++++ RECORDED DATA ++++

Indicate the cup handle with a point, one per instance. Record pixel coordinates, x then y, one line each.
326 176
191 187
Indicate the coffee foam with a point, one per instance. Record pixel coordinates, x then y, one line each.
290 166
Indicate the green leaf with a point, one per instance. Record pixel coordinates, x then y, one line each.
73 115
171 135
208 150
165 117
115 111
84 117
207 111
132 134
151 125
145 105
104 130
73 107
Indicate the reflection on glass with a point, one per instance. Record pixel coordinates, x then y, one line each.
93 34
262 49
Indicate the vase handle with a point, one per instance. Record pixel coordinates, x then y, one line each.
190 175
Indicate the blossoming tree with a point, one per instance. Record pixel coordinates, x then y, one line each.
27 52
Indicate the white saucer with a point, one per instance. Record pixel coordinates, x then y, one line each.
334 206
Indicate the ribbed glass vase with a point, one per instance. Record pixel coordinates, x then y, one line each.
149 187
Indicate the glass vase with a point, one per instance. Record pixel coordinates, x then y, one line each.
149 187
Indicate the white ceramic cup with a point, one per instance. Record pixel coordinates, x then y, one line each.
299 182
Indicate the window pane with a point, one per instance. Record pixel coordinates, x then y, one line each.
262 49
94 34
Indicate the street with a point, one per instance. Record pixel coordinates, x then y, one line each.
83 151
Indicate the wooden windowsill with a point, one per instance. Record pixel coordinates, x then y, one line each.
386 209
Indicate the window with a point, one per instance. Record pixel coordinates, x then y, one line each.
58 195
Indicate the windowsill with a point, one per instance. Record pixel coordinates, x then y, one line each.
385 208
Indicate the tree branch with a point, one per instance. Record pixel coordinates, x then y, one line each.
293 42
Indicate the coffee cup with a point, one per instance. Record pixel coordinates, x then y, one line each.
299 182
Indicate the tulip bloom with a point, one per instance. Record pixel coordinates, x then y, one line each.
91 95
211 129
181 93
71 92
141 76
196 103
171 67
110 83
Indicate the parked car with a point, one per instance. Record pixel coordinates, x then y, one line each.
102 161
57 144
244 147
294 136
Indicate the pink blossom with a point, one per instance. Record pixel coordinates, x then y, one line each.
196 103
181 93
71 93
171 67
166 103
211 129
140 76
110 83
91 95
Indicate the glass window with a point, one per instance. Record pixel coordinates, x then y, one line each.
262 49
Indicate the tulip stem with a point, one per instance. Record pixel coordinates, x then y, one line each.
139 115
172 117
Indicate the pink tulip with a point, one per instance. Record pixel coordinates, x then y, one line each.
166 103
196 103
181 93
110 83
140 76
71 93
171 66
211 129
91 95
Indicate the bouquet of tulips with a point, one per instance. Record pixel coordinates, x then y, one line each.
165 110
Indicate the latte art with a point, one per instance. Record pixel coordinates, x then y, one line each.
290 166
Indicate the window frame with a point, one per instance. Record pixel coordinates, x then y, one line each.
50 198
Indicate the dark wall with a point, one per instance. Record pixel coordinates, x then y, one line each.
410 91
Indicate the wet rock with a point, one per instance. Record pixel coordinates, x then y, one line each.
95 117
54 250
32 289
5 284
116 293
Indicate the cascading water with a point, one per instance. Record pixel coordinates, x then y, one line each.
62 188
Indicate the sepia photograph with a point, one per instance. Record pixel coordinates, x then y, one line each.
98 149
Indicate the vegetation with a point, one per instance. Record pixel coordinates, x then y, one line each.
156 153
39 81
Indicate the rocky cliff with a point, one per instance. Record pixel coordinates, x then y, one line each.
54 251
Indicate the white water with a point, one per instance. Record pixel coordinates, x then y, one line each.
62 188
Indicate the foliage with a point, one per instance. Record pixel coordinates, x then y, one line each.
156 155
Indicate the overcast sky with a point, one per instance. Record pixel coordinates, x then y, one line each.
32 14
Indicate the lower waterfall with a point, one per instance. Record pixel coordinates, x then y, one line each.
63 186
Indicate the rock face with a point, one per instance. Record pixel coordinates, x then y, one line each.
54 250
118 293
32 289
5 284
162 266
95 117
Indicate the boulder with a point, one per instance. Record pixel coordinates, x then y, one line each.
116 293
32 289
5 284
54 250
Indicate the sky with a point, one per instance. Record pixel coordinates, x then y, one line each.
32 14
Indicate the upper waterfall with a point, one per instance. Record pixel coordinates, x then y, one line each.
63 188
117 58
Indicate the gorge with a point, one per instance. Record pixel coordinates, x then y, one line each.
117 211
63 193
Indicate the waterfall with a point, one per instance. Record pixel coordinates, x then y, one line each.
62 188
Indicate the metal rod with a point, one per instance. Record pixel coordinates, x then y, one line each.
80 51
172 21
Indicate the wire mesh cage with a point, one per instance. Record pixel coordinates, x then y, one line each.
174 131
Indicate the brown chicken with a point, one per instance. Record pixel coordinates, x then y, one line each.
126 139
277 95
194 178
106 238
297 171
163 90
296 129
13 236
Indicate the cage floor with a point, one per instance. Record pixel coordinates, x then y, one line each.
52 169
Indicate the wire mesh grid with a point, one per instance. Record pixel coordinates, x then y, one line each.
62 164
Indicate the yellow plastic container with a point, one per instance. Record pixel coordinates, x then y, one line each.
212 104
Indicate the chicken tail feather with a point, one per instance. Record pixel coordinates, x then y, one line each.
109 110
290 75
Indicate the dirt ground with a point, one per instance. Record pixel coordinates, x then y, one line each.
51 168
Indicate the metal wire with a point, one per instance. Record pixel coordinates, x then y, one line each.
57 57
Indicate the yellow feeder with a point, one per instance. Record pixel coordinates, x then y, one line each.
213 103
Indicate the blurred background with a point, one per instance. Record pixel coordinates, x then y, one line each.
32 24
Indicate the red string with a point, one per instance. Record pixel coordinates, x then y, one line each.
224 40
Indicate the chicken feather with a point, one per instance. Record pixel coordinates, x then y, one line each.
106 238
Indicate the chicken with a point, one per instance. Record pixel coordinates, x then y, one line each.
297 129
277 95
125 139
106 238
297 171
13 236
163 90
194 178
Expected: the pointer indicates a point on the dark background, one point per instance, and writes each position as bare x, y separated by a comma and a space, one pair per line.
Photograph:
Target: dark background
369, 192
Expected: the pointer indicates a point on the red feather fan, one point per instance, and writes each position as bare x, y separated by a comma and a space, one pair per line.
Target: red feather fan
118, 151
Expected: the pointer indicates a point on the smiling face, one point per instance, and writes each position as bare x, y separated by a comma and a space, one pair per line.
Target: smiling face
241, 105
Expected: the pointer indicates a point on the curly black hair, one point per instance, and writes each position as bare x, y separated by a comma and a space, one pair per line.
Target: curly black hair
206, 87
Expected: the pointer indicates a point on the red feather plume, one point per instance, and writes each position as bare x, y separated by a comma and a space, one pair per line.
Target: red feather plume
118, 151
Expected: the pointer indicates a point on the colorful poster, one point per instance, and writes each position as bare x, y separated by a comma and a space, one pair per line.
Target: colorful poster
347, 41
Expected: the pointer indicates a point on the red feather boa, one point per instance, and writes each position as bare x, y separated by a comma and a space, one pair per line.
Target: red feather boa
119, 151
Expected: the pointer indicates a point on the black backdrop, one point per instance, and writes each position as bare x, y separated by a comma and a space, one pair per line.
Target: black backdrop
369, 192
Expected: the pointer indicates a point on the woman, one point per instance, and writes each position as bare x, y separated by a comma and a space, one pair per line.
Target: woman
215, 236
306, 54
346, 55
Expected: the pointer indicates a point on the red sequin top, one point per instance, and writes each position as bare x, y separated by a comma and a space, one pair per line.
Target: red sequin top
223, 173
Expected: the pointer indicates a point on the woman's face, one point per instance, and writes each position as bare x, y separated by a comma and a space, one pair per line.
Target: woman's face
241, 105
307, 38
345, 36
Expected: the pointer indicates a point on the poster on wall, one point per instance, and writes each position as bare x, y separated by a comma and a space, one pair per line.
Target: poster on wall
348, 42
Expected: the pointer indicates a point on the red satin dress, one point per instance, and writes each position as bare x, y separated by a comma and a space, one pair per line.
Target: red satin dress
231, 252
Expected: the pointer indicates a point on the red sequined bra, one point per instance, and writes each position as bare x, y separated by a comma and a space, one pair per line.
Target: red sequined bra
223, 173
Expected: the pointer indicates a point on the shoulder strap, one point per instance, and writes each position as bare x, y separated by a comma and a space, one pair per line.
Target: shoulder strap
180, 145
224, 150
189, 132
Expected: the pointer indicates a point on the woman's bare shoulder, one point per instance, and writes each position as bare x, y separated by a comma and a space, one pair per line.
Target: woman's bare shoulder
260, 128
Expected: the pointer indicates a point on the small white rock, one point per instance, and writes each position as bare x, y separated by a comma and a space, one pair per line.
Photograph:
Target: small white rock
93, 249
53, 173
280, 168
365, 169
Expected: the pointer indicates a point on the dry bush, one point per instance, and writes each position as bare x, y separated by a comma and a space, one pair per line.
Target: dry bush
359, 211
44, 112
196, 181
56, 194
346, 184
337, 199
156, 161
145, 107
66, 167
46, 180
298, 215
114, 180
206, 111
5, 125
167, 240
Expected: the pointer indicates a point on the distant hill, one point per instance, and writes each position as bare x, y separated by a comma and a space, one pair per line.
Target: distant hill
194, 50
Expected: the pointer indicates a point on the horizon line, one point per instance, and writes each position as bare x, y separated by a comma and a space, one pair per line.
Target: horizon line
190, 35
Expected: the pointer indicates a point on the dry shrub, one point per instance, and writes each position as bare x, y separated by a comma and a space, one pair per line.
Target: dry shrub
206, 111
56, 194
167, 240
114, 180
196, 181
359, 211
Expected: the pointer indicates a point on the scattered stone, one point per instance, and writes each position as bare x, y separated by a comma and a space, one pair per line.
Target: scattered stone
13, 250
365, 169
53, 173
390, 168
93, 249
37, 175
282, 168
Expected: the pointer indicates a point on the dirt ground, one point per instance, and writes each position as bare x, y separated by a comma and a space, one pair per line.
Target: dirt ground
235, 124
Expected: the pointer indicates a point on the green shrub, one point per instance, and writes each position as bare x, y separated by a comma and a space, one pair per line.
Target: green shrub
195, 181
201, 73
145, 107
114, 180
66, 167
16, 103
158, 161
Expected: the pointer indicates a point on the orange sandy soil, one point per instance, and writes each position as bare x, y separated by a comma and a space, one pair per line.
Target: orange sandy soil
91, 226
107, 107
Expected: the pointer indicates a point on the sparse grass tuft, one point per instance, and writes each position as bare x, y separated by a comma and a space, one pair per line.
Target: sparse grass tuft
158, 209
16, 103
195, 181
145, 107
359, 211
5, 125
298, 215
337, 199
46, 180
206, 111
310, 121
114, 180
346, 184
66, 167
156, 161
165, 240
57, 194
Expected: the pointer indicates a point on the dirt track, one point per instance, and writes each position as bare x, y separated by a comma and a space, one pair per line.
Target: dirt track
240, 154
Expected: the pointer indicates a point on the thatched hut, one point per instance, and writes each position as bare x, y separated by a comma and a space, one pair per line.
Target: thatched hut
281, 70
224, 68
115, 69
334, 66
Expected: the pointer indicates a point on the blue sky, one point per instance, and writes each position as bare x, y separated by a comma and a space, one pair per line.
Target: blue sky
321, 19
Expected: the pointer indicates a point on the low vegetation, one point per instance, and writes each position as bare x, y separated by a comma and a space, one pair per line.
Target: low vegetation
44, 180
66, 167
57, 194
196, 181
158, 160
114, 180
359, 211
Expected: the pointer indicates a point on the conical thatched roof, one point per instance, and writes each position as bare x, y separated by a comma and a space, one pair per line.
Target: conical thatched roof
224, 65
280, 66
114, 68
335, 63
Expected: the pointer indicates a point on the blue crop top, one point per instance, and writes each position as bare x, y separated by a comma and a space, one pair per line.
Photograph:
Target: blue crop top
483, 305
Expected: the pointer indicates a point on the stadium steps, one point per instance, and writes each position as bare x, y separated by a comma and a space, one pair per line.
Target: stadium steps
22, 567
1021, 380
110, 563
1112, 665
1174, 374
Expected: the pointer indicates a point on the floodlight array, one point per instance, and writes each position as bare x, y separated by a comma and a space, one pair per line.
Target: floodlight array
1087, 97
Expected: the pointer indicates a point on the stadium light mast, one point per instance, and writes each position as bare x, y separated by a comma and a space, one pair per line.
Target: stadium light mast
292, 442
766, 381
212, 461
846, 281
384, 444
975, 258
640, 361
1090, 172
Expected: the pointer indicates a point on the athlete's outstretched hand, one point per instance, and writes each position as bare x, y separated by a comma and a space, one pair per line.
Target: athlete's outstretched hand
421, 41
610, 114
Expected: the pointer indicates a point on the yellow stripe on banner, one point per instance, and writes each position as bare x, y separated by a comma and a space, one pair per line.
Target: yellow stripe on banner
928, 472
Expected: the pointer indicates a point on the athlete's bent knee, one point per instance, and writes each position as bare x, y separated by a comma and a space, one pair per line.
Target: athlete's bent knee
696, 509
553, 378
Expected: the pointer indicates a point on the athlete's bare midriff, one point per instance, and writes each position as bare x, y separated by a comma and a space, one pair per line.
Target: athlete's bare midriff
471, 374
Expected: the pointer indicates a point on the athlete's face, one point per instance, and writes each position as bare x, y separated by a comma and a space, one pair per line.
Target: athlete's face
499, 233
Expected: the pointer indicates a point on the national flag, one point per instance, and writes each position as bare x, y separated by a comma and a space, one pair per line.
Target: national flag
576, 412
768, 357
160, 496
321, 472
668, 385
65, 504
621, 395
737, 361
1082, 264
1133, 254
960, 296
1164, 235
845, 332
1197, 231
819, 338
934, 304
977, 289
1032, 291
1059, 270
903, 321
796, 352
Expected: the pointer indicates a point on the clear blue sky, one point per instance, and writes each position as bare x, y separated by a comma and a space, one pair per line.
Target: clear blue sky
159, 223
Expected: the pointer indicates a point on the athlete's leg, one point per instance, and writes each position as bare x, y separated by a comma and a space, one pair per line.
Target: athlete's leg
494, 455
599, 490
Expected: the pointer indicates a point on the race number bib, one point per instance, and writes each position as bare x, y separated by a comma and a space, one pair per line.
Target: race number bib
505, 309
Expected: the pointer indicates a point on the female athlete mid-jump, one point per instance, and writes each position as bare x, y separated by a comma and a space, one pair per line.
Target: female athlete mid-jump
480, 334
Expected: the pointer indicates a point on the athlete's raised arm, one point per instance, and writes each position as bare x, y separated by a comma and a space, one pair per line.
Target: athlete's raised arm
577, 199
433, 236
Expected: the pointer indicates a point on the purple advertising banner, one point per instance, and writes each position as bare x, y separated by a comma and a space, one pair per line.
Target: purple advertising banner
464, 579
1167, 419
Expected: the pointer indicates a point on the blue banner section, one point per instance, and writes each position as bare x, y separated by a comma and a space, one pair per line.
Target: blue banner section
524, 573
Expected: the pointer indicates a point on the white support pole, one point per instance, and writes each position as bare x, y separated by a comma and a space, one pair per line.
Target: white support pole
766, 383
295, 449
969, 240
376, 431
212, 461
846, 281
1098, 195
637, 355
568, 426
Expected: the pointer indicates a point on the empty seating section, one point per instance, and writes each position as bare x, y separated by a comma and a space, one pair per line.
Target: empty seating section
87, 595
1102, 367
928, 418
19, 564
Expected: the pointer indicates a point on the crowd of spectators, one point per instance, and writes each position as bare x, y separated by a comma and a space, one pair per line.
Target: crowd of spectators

++++

*WHAT THE TASK ASKS*: Return, word for word, each line from the line that contains "Expected: the pointer indicates a point on the athlete's raised" to the end of the listing above; include both end lines and nothing else.

*PROBLEM SOLUTION*:
Expected: the pointer indicates a point on the athlete's raised arm, one point per instance, and writes each position as bare x, y separated by a comma and a space, one pair per line.
Target: athlete's raised arm
577, 199
433, 236
Expected: the pointer indicates a point on the purple advertising banner, one point per instance, and writes each position as bare x, y separated by a comma and a space, one pair per line.
Target: purple advertising banner
464, 579
1167, 419
Expected: the pointer indicates a point on the blue banner section, one point per instance, and writes each position as bare x, y separated by a comma and a space, one pair per line.
Target: blue banner section
524, 573
Expected: the pointer indicates a point on the white support pole, one point per instance, and writes each position as bare x, y separated by a comma and a space, one pair per line.
Target: white support pole
766, 383
295, 449
969, 240
376, 431
212, 461
846, 281
1098, 195
637, 355
568, 426
Expected: the pointer indicates a point on the empty seating section, one point per instance, and writes each position as bare x, y separated by a comma and a space, one pair per line.
Target: empty seating section
87, 595
1102, 367
928, 418
19, 564
Expected: the pointer indicates a point on the crowd of spectators, one point per instance, and writes each position as bare x, y separated by a comma and a space, one pair per line.
Target: crowd of spectators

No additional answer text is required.